> **Data records**:
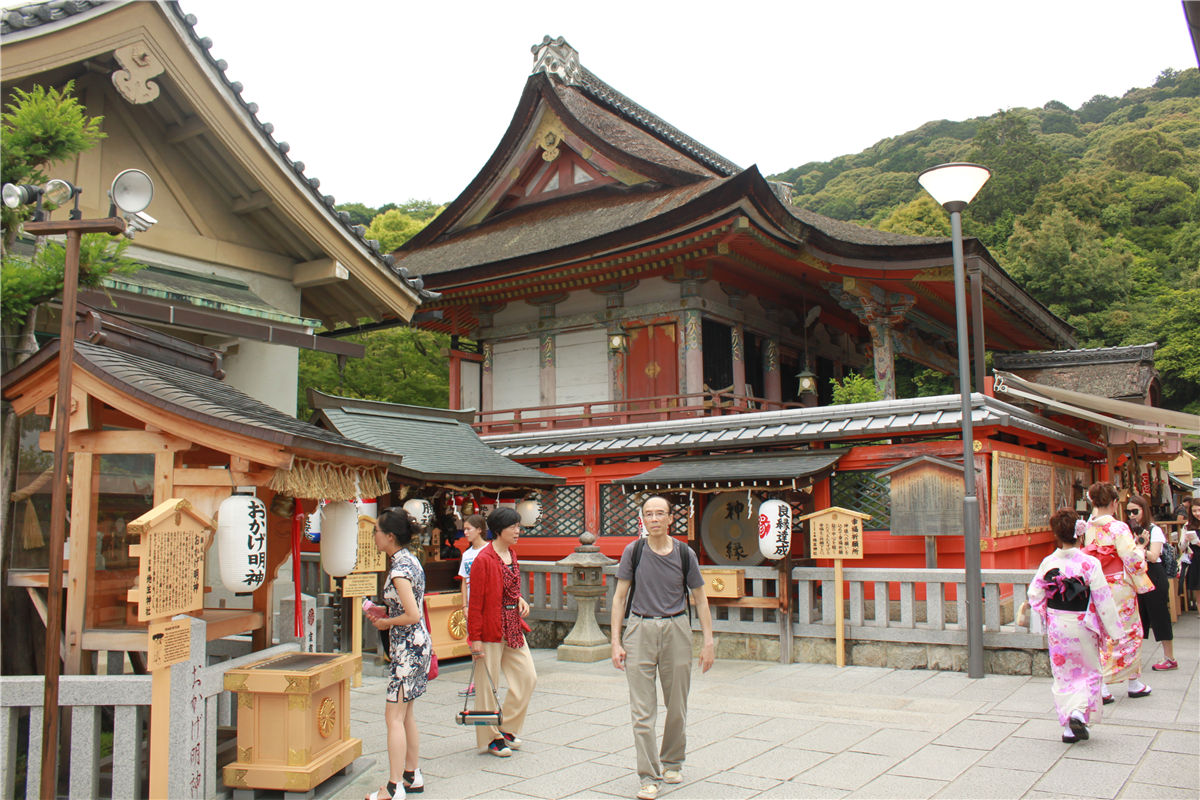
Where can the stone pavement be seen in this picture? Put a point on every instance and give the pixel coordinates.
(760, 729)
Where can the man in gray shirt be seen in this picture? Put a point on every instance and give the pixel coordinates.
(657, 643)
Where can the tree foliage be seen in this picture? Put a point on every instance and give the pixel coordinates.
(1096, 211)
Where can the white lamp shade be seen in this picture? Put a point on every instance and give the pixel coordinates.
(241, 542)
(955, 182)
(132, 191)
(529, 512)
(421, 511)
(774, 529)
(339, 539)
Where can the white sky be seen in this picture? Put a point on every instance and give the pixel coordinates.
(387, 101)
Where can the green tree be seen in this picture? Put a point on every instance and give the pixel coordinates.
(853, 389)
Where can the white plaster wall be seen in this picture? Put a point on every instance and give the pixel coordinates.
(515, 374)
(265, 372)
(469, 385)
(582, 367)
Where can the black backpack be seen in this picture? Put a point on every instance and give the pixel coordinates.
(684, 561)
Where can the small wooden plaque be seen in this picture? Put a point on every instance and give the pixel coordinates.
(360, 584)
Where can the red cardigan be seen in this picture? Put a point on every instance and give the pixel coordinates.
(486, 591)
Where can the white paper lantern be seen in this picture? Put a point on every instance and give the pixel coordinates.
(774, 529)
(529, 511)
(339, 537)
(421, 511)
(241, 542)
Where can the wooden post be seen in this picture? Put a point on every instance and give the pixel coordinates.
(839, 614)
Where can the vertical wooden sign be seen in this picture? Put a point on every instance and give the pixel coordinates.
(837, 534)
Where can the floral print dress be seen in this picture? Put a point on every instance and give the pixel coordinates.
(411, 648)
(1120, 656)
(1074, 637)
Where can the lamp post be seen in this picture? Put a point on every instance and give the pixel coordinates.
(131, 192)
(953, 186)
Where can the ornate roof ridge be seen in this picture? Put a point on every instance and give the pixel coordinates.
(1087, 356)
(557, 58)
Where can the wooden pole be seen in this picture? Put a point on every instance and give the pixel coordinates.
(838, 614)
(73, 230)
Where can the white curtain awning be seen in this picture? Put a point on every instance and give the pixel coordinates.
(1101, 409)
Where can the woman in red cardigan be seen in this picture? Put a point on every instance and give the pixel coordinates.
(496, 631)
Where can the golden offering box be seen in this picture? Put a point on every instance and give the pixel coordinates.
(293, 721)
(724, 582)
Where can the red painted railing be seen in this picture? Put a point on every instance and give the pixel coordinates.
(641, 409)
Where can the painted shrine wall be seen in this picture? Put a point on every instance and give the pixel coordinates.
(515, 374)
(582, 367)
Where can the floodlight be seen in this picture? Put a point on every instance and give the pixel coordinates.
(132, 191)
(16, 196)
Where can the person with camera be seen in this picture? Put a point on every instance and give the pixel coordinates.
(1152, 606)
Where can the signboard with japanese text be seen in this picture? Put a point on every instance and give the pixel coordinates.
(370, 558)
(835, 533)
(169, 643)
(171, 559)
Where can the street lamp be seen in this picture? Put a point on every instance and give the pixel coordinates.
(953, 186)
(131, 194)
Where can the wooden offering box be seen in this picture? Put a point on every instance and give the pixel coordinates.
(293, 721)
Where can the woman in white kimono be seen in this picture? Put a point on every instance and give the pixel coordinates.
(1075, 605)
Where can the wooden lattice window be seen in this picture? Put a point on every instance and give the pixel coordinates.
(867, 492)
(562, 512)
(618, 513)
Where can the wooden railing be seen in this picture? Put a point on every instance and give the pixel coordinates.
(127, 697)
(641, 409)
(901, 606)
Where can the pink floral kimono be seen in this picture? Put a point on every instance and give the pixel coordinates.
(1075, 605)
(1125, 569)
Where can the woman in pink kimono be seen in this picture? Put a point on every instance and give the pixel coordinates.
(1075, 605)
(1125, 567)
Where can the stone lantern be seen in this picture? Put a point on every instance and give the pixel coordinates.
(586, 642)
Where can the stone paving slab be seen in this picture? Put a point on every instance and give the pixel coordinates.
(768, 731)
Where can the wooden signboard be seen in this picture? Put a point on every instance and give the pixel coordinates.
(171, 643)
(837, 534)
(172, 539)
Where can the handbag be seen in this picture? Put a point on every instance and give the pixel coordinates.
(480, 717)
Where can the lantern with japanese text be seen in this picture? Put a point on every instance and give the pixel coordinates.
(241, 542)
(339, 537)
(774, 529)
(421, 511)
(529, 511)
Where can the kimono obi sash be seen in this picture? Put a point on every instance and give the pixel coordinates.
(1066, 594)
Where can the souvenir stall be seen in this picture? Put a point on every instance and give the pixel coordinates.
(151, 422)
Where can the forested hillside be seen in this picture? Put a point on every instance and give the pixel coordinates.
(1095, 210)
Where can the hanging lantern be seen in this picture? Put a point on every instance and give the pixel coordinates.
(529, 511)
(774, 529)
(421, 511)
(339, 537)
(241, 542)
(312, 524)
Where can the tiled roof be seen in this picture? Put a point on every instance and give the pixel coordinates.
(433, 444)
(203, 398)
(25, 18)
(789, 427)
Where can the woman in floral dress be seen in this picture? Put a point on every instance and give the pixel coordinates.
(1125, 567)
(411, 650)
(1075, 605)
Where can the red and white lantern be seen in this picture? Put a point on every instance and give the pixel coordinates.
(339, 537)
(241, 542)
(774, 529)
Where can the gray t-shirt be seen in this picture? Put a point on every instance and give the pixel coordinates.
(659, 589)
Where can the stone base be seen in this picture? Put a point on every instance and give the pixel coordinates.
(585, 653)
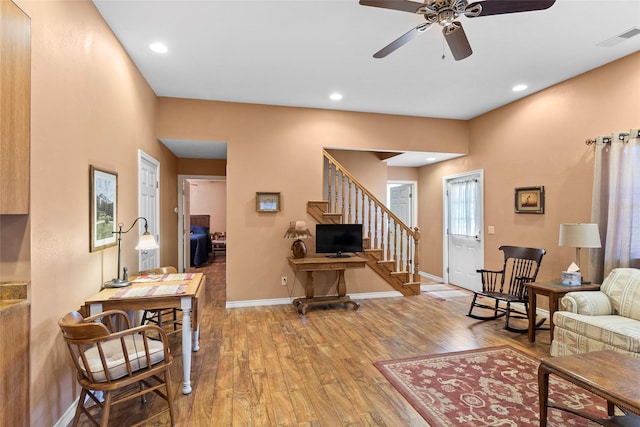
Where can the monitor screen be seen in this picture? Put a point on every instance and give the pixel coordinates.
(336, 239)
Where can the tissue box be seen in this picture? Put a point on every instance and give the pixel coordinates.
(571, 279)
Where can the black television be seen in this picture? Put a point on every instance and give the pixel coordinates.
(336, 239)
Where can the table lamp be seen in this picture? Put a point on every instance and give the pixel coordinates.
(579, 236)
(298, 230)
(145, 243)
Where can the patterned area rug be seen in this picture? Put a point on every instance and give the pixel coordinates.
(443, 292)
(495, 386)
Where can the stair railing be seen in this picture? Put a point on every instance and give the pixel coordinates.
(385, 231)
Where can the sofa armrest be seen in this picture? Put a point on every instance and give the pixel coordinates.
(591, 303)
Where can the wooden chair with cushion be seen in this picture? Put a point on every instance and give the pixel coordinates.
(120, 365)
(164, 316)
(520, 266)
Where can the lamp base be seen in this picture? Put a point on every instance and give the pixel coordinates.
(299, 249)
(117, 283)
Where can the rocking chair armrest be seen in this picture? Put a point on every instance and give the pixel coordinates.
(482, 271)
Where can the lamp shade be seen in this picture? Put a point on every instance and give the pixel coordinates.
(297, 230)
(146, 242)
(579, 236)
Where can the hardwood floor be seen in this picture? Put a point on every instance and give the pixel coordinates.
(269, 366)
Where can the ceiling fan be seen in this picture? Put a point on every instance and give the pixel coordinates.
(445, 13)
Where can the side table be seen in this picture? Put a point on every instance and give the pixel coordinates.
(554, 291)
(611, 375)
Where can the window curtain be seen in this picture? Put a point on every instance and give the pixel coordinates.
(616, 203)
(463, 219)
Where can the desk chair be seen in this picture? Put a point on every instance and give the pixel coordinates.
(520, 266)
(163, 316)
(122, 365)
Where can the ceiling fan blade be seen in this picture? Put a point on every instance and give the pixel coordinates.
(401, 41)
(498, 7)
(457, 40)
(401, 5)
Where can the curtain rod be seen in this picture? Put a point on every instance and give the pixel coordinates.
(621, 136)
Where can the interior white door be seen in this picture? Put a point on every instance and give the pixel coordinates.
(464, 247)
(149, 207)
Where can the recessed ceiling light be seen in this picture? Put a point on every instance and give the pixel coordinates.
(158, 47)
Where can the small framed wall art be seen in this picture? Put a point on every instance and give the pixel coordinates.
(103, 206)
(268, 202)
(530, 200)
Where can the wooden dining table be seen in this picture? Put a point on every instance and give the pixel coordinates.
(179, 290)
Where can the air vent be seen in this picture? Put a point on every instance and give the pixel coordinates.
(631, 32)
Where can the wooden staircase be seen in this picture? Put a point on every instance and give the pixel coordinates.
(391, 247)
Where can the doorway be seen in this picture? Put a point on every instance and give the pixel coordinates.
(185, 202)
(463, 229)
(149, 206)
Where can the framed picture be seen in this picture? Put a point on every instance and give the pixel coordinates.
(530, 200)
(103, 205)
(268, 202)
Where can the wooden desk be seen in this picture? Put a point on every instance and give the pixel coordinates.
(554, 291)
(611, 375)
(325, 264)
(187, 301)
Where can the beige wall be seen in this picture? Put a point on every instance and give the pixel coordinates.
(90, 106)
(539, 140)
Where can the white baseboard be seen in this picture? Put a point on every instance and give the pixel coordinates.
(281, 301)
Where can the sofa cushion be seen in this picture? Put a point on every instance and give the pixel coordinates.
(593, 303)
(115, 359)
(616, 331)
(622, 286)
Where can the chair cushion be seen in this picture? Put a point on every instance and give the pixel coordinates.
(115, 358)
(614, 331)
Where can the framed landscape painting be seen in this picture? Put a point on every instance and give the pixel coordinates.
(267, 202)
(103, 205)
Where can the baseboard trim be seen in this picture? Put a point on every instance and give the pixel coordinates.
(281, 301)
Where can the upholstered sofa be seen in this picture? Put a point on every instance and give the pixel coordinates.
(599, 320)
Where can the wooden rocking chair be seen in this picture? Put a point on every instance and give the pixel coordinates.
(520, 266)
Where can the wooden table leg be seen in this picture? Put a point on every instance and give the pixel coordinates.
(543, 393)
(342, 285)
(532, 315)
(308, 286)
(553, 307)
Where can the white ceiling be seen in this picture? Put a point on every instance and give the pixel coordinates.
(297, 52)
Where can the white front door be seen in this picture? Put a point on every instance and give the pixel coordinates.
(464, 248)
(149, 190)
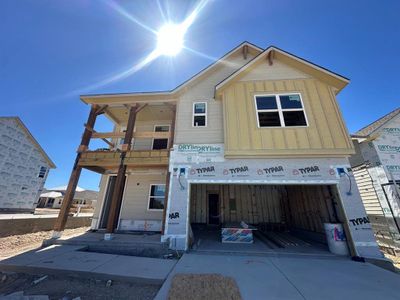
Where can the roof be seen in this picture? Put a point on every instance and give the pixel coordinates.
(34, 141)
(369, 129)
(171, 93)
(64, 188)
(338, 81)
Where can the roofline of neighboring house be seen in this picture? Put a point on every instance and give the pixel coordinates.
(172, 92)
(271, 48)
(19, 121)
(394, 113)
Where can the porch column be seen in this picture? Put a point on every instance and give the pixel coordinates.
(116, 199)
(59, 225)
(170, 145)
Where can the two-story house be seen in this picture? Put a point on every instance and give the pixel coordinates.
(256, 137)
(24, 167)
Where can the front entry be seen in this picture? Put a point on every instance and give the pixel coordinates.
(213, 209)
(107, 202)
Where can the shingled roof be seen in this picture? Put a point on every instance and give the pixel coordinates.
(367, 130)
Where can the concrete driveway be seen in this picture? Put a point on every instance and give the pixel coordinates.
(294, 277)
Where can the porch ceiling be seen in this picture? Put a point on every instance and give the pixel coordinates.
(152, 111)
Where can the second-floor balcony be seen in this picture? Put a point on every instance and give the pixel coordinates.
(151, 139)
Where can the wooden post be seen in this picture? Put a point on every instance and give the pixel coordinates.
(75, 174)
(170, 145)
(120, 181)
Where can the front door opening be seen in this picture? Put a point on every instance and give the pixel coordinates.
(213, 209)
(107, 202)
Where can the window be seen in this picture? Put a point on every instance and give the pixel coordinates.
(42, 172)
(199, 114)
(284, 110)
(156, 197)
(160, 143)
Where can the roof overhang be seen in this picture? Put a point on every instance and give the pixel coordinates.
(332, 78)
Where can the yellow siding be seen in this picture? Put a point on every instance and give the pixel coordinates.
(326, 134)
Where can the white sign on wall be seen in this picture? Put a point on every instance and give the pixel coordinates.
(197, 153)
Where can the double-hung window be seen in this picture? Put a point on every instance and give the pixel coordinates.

> **Task requirements**: Please copy the line that holds "Where can the front door" and each line under it through the last line above, exactly as they stand, adding nothing.

> **Solution to this exercise**:
Where can the front door opening be seen in this picture? Put a point on every instance and give the pixel coordinates.
(213, 209)
(107, 202)
Where can the window be seen in this picture? Put a point on every instance and give the pixel coordinates.
(42, 172)
(199, 114)
(284, 110)
(156, 197)
(160, 143)
Where can the roof overhang be seen in this picture? Put a point on every instance and give the pixel coordinates.
(332, 78)
Where can the yellow siding be seen in this picture? Put a point on every instance and give the pixel coordinates.
(326, 134)
Where can the white sign on wall be seen in this picture? Put a point on every instance and give the pixel coordinates.
(197, 153)
Where can the double-hung window be seen in this picture? Put a point on every instance and give the pixel coordinates.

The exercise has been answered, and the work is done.